Task requirements:
Nothing in the records should be altered; retype them all exactly.

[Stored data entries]
%%

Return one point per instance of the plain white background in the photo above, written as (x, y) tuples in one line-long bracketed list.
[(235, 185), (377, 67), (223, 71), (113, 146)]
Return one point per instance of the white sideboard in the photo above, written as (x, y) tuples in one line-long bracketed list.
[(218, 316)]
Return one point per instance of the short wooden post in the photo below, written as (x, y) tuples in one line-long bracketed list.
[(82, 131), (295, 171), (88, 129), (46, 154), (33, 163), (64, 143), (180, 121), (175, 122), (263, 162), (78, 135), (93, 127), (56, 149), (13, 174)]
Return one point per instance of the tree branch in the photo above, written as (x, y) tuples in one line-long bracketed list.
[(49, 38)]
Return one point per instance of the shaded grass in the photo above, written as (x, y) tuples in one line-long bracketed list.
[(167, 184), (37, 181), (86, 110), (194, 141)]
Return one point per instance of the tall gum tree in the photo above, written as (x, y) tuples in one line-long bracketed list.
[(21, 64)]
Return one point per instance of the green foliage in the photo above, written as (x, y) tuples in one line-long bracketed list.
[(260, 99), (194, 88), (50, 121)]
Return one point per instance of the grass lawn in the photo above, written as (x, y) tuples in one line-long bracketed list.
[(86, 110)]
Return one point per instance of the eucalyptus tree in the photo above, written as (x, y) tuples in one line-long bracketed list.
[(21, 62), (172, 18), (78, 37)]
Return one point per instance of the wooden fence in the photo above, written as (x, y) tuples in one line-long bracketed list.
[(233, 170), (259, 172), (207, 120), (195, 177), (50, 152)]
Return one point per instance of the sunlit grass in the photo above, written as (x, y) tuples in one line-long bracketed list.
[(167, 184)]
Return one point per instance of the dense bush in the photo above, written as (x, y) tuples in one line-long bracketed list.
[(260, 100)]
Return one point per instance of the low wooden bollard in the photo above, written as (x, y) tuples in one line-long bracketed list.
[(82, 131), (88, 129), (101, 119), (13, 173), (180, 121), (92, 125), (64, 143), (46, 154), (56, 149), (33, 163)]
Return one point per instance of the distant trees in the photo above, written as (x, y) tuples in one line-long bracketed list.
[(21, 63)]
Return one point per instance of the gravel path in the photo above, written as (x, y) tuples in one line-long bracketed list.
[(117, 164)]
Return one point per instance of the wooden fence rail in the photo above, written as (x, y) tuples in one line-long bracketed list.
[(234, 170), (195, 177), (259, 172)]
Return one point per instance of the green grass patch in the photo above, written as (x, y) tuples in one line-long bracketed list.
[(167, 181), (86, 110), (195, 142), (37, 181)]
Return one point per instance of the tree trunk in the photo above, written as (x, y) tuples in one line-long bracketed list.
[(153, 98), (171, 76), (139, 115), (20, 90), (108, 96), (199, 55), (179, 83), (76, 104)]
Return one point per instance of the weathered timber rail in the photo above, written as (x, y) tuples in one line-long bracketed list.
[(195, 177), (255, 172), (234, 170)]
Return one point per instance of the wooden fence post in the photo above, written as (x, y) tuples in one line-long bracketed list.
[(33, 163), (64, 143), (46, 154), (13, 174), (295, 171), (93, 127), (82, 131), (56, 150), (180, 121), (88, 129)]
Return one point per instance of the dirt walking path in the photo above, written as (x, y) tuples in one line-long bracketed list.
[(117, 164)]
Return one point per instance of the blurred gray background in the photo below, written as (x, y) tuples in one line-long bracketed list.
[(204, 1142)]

%%

Written response:
Return one point per instance of the plain white background in the photo above, written as (x, y) tuples in one line-long bracketed list.
[(235, 185), (377, 67), (223, 71), (113, 146)]
Return one point per instance of the white sideboard in the photo above, written as (x, y) tuples in one line-long bracketed list.
[(218, 316)]
Return one point per instance of the short wooden post in the photo below, written as (x, y) tuples in one line-long bracketed list.
[(82, 131), (295, 171), (88, 129), (46, 154), (33, 163), (64, 143), (180, 121), (175, 122), (263, 162), (78, 135), (93, 127), (56, 149), (13, 174)]
Return one point per instance of the tree branch in the photo above, written as (x, y) tuples in one line-long bracketed list.
[(49, 38)]
Return one point per instance of the shaded grass in the photo above, written as (x, y) tuples in one line-long bracketed list.
[(167, 184), (37, 181), (86, 110), (194, 141)]
Return one point per instance of the tall gum tree in the photo above, written as (x, y) tuples in one line-long bracketed list.
[(21, 64)]
Return one point per instance of the green foliage in the photo above, written as (x, y) tuples in one line-long bracketed list.
[(260, 99), (194, 88), (50, 121)]
Return one point per instance of the grass lawn in the photo above, written as (x, y) tuples in one line-long bracketed list.
[(86, 110)]
Return one point per instance of the eucalyptus tree in the photo above, written as (x, y) tuples in one line-long bracketed list.
[(21, 62), (172, 18), (78, 37)]
Return one point per instance of the wooden fence in the photo above, written as (x, y) tuples in one line-long bracketed list.
[(233, 170), (259, 172), (207, 120), (195, 177), (50, 152)]
Return one point per instance of the sunlit grass in the photo above, written as (x, y) tuples in one line-long bracketed list.
[(167, 184)]
Return one point per instance of the dense bush in the photo above, written as (x, y) tuples in one line-long bracketed list.
[(260, 100)]
Return one point per instance of the low wooden bollard in the photo above, written as (x, y) tuples in one line-long bracketed list.
[(82, 131), (88, 129), (101, 119), (13, 173), (180, 121), (92, 125), (64, 143), (46, 154), (56, 149), (33, 163)]
Return one point per instance of the distant trees in the photo above, written as (x, y) tuples in one line-long bracketed list.
[(21, 63)]
Return one point per instance of the gravel path in the photo above, written as (x, y) tuples in one line-long bracketed list.
[(117, 164)]
Return one point per instance of the wooden fence rail in the photo above, written as (x, y) tuples in one line-long bracketed list.
[(234, 170), (195, 177), (259, 172)]
Return one point per instance of the green grass patch in the photo above, written as (x, y) tuples in one line-long bracketed list.
[(167, 181), (86, 110), (195, 142), (37, 181)]
Return one point per instance of the tree trunk in the photo above, written as (x, y) tuples in one line-long bracketed list.
[(153, 98), (171, 76), (139, 115), (20, 90), (108, 96), (199, 55), (179, 83), (76, 104)]
Return one point per instance of the weathered timber rail in the photo above, written as (x, y) tuples in one line-long bracketed list.
[(195, 177), (255, 172), (234, 170)]
Return one point per instance of the wooden fence post in the photo above, written as (x, y) tuples in one line-long bracketed list.
[(33, 163), (64, 143), (46, 154), (13, 174), (295, 171), (93, 127), (82, 131), (56, 150), (180, 121), (88, 129)]
Return one point per instance of the dirt walking path in the photo above, written as (x, y) tuples in one line-long bracketed list.
[(117, 164)]
Return one point per instance of the blurred gray background in the photo below, written as (x, y) tuples in one line-long bracketed list.
[(204, 1142)]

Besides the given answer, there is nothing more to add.